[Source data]
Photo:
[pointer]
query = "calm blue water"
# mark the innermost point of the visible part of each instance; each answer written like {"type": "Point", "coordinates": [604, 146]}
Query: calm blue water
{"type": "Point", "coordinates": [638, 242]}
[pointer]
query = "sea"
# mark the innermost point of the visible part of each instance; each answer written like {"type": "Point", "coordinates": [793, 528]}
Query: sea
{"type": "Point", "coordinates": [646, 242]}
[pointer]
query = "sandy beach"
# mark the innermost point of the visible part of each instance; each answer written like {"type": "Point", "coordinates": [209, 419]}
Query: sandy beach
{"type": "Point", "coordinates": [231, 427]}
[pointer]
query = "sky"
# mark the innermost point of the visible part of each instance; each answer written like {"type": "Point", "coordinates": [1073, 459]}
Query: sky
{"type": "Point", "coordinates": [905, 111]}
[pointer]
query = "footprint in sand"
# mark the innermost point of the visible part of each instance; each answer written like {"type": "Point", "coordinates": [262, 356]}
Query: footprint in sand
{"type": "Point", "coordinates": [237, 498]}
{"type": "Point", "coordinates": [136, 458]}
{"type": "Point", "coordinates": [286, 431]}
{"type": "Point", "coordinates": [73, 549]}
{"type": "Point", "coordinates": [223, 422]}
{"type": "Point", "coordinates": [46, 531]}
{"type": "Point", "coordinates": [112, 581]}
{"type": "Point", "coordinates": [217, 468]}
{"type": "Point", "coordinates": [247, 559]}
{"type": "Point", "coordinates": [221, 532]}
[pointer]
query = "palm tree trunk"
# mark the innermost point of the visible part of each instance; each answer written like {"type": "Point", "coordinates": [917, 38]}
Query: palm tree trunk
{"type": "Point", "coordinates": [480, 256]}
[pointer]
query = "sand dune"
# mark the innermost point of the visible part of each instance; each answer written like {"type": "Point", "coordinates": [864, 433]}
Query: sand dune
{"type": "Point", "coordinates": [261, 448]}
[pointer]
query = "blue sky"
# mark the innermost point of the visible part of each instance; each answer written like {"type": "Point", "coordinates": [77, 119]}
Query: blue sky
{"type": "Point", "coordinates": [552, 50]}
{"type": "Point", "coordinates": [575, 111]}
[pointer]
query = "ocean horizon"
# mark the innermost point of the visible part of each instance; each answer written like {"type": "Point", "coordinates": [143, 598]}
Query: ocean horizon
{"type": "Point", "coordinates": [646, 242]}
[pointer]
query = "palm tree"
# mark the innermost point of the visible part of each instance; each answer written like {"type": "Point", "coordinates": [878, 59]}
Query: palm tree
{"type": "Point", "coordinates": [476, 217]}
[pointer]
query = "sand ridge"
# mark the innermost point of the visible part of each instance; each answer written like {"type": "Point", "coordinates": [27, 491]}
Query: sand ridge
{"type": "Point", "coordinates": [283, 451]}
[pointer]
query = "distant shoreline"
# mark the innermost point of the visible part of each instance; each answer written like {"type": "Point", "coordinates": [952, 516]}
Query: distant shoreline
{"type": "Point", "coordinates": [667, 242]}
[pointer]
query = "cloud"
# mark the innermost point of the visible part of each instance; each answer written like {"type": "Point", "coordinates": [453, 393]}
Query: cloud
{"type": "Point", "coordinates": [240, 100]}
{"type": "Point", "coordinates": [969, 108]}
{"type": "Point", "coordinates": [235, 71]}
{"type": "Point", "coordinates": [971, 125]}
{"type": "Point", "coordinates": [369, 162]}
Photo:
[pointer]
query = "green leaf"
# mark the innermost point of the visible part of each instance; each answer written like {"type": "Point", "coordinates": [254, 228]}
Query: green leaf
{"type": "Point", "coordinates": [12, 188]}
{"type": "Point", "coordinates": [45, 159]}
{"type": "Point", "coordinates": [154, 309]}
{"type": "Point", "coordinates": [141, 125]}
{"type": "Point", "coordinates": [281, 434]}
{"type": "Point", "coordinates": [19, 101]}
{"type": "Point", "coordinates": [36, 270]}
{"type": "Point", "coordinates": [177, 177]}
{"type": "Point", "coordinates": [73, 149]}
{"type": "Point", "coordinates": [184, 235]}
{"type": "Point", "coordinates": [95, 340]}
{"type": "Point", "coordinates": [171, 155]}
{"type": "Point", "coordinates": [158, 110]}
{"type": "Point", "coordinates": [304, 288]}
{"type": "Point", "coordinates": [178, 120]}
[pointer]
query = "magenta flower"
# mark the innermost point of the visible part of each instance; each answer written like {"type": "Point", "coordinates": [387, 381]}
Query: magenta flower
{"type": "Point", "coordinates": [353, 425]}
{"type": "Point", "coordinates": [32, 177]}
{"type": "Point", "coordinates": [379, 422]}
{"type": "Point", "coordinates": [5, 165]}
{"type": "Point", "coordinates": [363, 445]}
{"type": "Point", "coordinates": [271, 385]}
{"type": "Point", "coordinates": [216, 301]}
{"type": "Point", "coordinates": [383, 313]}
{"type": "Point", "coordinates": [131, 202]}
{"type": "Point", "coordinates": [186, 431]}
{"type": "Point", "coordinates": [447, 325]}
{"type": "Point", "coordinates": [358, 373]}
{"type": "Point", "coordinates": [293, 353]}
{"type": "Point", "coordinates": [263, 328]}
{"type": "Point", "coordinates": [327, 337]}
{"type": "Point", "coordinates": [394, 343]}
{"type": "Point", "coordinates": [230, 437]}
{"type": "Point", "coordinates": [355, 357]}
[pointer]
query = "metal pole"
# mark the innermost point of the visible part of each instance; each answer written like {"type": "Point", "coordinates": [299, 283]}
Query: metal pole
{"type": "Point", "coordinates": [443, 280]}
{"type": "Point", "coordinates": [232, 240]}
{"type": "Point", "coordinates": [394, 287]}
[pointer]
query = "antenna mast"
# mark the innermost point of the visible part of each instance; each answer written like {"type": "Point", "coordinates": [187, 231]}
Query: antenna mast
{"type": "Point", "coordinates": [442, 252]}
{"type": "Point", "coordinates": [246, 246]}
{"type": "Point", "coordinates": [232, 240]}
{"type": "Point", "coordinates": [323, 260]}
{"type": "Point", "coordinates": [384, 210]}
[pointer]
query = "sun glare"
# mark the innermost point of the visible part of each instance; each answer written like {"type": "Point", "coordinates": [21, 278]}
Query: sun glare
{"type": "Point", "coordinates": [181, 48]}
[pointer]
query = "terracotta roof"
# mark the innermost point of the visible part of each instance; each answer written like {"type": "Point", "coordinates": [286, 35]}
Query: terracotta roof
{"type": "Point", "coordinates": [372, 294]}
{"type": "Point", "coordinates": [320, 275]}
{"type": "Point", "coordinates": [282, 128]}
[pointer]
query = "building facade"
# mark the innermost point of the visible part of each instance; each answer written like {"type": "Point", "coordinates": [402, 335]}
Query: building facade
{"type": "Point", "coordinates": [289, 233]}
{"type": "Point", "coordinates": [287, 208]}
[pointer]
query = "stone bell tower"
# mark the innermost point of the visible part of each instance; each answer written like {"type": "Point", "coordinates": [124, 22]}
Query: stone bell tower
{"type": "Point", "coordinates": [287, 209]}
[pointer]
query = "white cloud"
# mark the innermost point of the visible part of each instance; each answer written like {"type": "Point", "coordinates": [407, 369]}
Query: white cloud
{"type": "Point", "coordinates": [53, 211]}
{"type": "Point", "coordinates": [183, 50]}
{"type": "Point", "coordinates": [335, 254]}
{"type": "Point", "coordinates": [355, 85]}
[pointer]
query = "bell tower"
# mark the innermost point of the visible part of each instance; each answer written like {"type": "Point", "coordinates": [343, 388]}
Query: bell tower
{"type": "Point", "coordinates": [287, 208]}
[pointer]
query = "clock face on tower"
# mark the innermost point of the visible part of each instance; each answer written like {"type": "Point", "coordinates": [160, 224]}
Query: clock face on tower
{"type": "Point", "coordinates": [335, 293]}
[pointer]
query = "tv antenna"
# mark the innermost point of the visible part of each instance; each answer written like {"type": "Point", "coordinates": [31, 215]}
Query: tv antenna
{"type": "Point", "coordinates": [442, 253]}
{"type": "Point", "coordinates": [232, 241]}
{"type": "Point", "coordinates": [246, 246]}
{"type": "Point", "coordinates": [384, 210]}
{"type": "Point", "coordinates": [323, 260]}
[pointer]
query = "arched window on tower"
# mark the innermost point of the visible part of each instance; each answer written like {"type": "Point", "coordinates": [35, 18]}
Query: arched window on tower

__What is required__
Pick out every line of the data above that contains the word "clock", and copy those lines. Case counts.

__Output for this task__
query = "clock face on tower"
Query: clock face on tower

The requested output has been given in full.